Actions to take:
A – Decide whether each statement below agrees with the post about alien scientists and objectivity. Answer yes or no for each, and quote the exact words from the post that settle it.
(i) The aliens' model predicts everything that the human model does.
(ii) The writer suggests that such an alien species is likely to evolve.
(iii) The writer holds that there is an objective basis for defining a star in a particular way.
B – Extend the post about alien scientists and objectivity, starting after its final sentence.

Re: Objective Anticipation

From: Stathis Papaioannou (stathisp@gmail.com)
Date: Wed Mar 19 2008 - 05:45:58 MDT


On 19/03/2008, Lee Corbin <lcorbin@rawbw.com> wrote:

> > Aliens might consider the whole galaxy as close to a homogeneous
> > whole, with variations in temperature and clumpiness only of interest
> > to a scientist or a pedant.
>
>
> Do they have scientists? Do their instruments reach all the way down
> to the tiny size of stars? (No sarcasm; they may be gigantic beings.)

They have scientists, they have instruments, but their brains are not
like yours and mine. They think of a planet orbiting a star as
time-dependent fluctuations in the local density of a solar system
which they see as basically homogeneous. Their model predicts
everything that our model does, but the aliens are unable to see it
intuitively in the way we do.

> > How would you explain to these aliens that they've got it wrong?
> > Where is their empirical or logical error.
>
>
> Their empirical error is an apparent inability to detect drastic changes
> in density over stellar scales. For all I know, we might be making the
> same "empirical error" about quarks.

Their scientists may be able to give you density readings over a large
volume of space, but still not be able to see why humans make sharp
distinctions between the star and the surrounding space. I am not
suggesting that it is likely such an alien species would evolve, but
it is possible. And they would not be making any empirical or logical
error: their model may predict the clumpiness of various parts of
space, describe what happens in stellar evolution etc. as well as we
can - but with an alien understanding.

> > I don't want to die, and because I don't want to die, I don't want to
> > do anything that will make me suicidal, such as modifying my own mind
> > or allowing someone else to do it. I know beyond any doubt that this
> > desire to live (which incorporates beliefs about personal identity and
> > what counts as survival) is just something that evolution has
> > programmed into me, and that there is no objective basis to it.
>
>
> I'm a bit surprised that you, as a nominalist, even find the concept of
> "objective basis" useful.

Objective is all that which isn't subjective. If we agree on how to
define a star we can measure its diameter. But there is no objective
basis for saying that a star must be defined a particular way, despite
what seems natural to us.

Extracted data:
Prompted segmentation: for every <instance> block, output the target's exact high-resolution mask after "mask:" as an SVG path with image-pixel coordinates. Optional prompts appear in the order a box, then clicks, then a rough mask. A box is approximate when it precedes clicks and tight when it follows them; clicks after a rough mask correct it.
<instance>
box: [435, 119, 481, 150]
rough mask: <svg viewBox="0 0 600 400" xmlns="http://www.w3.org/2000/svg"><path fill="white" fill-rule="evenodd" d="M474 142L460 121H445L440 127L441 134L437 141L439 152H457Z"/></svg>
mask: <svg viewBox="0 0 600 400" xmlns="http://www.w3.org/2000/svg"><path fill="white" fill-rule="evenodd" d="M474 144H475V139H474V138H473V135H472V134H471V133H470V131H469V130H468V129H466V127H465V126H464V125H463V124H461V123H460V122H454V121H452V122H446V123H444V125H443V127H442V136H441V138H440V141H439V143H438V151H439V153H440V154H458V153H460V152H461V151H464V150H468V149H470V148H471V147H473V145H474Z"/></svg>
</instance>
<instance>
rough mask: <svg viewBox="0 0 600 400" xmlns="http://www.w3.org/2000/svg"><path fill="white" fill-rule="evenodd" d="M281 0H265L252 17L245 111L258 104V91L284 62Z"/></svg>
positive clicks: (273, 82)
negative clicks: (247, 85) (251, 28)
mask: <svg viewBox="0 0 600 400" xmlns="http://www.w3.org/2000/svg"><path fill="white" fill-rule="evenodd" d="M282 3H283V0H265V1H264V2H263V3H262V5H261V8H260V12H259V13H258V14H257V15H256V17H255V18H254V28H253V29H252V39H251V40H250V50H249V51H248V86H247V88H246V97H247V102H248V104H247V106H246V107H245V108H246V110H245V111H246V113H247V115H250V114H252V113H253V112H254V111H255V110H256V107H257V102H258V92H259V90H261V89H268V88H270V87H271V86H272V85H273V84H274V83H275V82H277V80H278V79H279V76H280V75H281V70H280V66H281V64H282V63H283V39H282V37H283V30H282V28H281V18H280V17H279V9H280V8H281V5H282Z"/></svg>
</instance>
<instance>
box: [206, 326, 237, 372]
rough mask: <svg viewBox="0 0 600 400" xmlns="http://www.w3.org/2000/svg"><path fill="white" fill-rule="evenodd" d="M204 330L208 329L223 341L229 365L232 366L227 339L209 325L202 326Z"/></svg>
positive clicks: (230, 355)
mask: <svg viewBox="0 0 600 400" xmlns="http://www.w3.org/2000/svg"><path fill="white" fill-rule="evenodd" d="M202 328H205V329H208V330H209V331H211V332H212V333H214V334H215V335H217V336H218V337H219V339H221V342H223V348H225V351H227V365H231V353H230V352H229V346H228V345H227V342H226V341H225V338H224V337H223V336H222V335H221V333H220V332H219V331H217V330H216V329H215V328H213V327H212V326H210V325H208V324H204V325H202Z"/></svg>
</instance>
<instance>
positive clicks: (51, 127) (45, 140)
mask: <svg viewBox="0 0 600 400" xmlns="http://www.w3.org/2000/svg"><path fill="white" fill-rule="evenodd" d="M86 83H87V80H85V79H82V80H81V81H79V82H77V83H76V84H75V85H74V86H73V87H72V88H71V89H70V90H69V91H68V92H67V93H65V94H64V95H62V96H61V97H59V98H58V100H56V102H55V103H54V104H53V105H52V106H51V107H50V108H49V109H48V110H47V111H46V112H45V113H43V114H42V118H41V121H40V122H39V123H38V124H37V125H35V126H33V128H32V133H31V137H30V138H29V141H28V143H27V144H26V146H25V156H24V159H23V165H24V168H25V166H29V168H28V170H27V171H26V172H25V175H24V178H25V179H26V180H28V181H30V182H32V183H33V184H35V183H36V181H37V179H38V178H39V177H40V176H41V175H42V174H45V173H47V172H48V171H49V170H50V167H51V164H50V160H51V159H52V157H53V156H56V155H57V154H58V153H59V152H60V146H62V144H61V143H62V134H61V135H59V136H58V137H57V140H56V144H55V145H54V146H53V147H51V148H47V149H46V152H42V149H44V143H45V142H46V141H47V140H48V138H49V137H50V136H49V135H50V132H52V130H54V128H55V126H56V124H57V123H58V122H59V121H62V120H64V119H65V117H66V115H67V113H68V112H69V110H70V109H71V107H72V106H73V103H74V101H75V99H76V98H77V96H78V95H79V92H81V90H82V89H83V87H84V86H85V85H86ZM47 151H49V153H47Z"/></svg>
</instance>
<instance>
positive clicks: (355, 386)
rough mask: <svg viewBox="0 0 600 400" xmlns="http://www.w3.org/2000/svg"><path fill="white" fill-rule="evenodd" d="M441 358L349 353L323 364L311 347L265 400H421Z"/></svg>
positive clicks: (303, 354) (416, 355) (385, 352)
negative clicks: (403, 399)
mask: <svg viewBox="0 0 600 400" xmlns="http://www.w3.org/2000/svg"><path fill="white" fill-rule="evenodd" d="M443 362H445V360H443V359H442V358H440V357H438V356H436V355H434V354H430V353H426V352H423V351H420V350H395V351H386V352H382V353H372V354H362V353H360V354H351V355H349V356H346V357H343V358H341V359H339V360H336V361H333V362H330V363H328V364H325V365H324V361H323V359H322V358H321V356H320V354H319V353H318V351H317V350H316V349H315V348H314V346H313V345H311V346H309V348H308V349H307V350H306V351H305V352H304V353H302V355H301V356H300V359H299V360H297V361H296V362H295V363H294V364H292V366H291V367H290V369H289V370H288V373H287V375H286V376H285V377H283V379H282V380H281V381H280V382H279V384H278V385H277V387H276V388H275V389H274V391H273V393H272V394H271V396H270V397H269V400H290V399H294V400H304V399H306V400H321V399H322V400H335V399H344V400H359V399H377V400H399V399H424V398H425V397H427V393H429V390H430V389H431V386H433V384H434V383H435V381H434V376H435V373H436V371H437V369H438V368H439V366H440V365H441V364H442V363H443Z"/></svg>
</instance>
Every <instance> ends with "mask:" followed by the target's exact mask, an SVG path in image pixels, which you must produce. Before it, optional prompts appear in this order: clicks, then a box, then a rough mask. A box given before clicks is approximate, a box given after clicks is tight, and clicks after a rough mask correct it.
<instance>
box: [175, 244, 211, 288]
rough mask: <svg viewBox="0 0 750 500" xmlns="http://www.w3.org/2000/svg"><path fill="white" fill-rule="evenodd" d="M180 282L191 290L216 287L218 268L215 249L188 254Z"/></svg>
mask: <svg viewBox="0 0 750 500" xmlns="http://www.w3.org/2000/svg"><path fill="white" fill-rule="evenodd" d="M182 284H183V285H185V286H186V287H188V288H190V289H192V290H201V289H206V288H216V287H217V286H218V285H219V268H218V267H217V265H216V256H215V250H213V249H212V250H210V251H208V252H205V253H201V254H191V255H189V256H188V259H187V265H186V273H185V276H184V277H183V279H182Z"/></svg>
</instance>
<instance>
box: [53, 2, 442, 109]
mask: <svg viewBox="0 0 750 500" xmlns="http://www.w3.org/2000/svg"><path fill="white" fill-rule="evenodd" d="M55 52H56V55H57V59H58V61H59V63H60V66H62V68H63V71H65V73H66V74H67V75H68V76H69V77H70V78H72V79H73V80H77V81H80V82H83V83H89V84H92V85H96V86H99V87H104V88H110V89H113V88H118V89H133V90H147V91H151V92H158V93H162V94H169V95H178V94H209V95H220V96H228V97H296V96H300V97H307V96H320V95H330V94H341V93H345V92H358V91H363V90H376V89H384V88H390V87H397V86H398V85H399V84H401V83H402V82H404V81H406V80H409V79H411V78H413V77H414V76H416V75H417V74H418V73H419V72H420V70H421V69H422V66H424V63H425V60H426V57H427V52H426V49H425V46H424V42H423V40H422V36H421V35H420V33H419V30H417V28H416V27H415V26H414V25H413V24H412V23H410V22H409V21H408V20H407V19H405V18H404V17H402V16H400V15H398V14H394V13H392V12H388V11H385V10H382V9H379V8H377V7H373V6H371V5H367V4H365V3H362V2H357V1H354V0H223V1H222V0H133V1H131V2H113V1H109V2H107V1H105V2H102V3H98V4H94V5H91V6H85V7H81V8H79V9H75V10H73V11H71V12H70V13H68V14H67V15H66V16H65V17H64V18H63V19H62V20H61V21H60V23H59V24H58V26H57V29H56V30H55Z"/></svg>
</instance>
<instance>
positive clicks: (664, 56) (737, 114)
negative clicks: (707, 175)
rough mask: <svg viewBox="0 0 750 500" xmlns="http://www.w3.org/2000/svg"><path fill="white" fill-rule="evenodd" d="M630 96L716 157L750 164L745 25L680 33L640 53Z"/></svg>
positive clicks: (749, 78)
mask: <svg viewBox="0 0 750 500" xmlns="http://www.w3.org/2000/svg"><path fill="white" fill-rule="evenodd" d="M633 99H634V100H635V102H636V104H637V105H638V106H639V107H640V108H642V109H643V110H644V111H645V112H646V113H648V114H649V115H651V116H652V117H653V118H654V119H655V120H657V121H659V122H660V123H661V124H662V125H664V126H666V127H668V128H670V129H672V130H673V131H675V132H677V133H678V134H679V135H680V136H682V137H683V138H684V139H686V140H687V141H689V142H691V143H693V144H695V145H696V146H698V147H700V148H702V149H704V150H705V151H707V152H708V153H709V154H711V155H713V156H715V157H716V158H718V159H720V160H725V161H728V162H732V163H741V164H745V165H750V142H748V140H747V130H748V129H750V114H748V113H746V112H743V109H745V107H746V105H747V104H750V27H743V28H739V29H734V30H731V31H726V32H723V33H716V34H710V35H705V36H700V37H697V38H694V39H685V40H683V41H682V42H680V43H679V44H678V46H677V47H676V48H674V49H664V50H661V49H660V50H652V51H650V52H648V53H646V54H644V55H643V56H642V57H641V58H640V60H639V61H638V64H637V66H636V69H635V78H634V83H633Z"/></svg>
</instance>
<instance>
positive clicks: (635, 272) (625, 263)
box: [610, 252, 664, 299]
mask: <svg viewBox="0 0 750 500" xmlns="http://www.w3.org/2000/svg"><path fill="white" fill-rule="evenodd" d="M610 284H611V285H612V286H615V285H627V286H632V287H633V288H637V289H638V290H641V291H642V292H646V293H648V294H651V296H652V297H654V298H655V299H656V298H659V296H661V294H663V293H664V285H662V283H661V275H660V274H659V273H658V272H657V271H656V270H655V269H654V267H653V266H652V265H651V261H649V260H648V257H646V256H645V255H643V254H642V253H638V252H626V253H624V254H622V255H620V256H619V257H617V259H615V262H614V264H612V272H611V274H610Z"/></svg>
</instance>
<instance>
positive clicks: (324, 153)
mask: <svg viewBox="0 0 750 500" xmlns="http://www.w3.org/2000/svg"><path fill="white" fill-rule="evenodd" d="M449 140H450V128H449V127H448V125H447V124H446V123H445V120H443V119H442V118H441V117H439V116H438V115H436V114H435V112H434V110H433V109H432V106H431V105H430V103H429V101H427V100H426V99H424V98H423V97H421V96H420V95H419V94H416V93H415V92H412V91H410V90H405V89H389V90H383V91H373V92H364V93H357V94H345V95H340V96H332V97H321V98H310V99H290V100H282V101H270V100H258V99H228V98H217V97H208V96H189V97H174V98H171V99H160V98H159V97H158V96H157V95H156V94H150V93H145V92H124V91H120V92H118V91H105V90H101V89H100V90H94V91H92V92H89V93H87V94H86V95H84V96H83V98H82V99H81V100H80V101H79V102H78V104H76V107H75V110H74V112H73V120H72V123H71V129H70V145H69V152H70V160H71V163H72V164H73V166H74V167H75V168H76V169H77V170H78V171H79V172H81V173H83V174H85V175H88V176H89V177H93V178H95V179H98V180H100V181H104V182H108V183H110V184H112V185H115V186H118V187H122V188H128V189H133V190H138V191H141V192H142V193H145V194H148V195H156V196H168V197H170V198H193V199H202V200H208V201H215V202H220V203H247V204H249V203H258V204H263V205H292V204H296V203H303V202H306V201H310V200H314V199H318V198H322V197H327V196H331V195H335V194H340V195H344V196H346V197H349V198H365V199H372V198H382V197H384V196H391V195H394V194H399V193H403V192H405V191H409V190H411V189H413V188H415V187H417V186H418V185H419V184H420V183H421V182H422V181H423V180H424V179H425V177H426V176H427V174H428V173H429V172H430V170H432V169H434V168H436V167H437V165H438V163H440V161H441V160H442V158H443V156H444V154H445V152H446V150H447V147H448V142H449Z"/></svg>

Answers by task:
A –
(i) Yes: "Their model predicts everything that our model does"
(ii) No: "I am not suggesting that it is likely such an alien species would evolve, but it is possible."
(iii) No: "But there is no objective basis for saying that a star must be defined a particular way"

B –
> But I believe selves to essentially be as real
> as stars, or as real as democracy. All of these can be deconstructed,
> of course, as you and some others here have shown. One can even
> take split-brain patients, and so on. Their case is especially interesting
> because they'll dissemble for the sake of the unity of their selves.
>
> But when it comes down to it, it is just sophomoric to deny that you
> are the same person from moment to moment.

I accept that it would be unlikely that an evolved species would
define "person" in that way, but there is no reason why they could not
do so and still consistently describe reality.

> > If a person claims that 2+2=5 he is wrong, and if a person claims that lead
> > is denser than gold he is wrong; but if a person declares that he no
> > longer wishes to live he is *not* wrong, but simply stating a
> > predilection which happens to be contrary to the usual evolutionary
> > programming.
>
>
> Yes, exactly.
>
>
> > But understanding all this as I do, I
>
>
> which "I" ?

The "I" that seems to persist from moment to moment. Unless stated
otherwise, I use the term in the way everyone else does.

> > *still* would resist anything that would make me suicidal. Moreover,
> > I don't in the slightest regret the fact that I am trapped in this way.
> > This is what I mean by "willing slave".
>
>
> But that particular "slave" you refer to is just as illusory to your way
> of thinking as your self is, isn't it?

Once a term is defined and understood, it isn't illusory. The illusion
is the feeling that the definition must be somehow on a par with
physical facts: that the demarcation between star and not-star is
right or wrong in the same way as the value of the density in a
particular volume of space is right or wrong.